*** SUPPLIED INFORMATION ***

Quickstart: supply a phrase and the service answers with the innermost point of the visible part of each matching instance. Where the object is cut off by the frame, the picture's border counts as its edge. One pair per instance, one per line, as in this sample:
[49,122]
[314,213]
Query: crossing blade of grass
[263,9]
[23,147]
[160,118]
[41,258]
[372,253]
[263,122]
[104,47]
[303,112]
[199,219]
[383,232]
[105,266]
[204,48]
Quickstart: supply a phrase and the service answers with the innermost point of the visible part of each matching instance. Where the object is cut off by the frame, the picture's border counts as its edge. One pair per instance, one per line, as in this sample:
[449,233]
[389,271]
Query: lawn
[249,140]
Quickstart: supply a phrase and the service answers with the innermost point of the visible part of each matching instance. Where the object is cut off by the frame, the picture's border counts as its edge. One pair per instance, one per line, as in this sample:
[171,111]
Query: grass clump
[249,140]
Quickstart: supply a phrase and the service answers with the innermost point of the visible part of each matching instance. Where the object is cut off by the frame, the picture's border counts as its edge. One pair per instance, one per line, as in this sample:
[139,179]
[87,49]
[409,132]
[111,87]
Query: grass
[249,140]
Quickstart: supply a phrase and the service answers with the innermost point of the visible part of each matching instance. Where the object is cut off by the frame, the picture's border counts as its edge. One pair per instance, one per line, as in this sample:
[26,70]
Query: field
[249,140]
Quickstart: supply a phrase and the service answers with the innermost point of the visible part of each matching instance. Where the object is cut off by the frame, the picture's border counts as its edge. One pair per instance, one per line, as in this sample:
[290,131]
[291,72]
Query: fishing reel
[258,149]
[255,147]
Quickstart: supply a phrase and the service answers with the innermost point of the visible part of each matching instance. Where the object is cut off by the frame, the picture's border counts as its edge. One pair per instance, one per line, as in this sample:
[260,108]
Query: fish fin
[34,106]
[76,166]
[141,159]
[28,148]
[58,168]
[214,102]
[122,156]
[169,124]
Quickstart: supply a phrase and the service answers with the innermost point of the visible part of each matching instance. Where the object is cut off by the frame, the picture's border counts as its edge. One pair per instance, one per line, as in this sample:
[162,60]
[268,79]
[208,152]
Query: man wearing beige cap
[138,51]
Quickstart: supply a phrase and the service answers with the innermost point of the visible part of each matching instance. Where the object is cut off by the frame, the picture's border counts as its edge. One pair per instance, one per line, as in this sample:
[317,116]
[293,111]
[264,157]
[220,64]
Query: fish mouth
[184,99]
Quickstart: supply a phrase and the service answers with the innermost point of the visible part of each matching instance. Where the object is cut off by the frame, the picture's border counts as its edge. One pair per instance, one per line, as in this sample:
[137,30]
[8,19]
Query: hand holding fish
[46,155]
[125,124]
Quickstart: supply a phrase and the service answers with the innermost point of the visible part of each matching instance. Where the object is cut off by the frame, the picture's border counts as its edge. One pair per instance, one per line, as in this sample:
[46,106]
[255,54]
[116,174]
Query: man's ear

*** End of SUPPLIED INFORMATION ***

**EXERCISE DESCRIPTION:**
Would you please give the data above again, exactly as it appears?

**ANSWER SPACE:**
Quickstart: supply a phrase and the service answers with the innermost point of the visible part of each matching instance. Where the object is cut off by the frame, the picture's border counts as its edge. One pair per instance, one per line, as in this sample:
[49,122]
[314,213]
Query: crossing blade of grass
[263,9]
[23,147]
[160,118]
[41,258]
[372,253]
[263,122]
[104,47]
[303,112]
[199,219]
[383,232]
[105,266]
[204,48]
Quickstart: supply a phrase and the service answers with the innermost point of the visible part of each matching instance. Where the object is cut off by the frame, the picture's border counts as its edge. One pair per instance, one per line, as in this sample:
[449,233]
[389,271]
Query: lawn
[249,140]
Quickstart: supply a phrase and the service answers with the innermost point of the visible part of each matching instance. Where the object is cut off by the frame, the picture's border counts as its edge. One pair per instance, one per line, as in this sample:
[171,111]
Query: grass clump
[249,140]
Quickstart: supply a phrase and the service answers with the innermost point of the visible part of each matching instance. Where the object is cut off by the frame, the picture's border counts as its edge. One pair per instance, one per line, as in this sample:
[139,179]
[87,49]
[409,132]
[111,87]
Query: grass
[249,140]
Quickstart: supply a phrase and the service answers with the innermost point of the visible part of each matching instance. Where the object is cut off by the frame, the picture's border counts as its edge. One pair per instance, one per line, as in this sample:
[26,70]
Query: field
[249,140]
Quickstart: supply a phrase and the service answers with the innermost point of the visible part of each matching instance. Where the object is cut off by the frame, the picture's border counts as its edge. One pair per instance, one per line, as in this sample:
[290,131]
[291,72]
Query: fishing reel
[258,149]
[255,147]
Quickstart: supply a phrase and the service answers with the innermost point of the visible part of each matching instance. Where the object is cut off by the frame, the picture's border counts as its edge. One pair per instance, one per line, as in this sample:
[260,108]
Query: fish fin
[34,106]
[76,166]
[141,159]
[28,148]
[58,168]
[214,102]
[122,156]
[169,124]
Quickstart: supply a phrase and the service answers with the innermost point of the visible part of each matching instance. Where the object is cut off by the frame, the picture's border counts as its edge. One pair per instance, one per line, as in this sample:
[162,60]
[268,79]
[208,152]
Query: man wearing beige cap
[138,51]
Quickstart: supply a phrase and the service answers with the innermost point of the visible part of each matching instance. Where the object is cut off by the frame, the picture's border counts as its edge. One pair per instance, one per line, as in this sample:
[317,116]
[293,111]
[264,157]
[220,64]
Query: fish mouth
[184,99]
Quickstart: supply a phrase and the service answers with the innermost point of the visible part of each matching instance. Where the object is cut off by the frame, the picture's border counts as its edge. One pair per instance, one per line, as in this sample:
[137,30]
[8,19]
Query: hand holding fish
[46,155]
[125,124]
Quickstart: supply a phrase and the service answers with the innermost point of the visible part of each matching instance. Where the object is cut off by the frame, the picture's border counts as its edge. One pair per instance, one per line, as in this sample:
[46,106]
[255,54]
[116,174]
Query: man's ear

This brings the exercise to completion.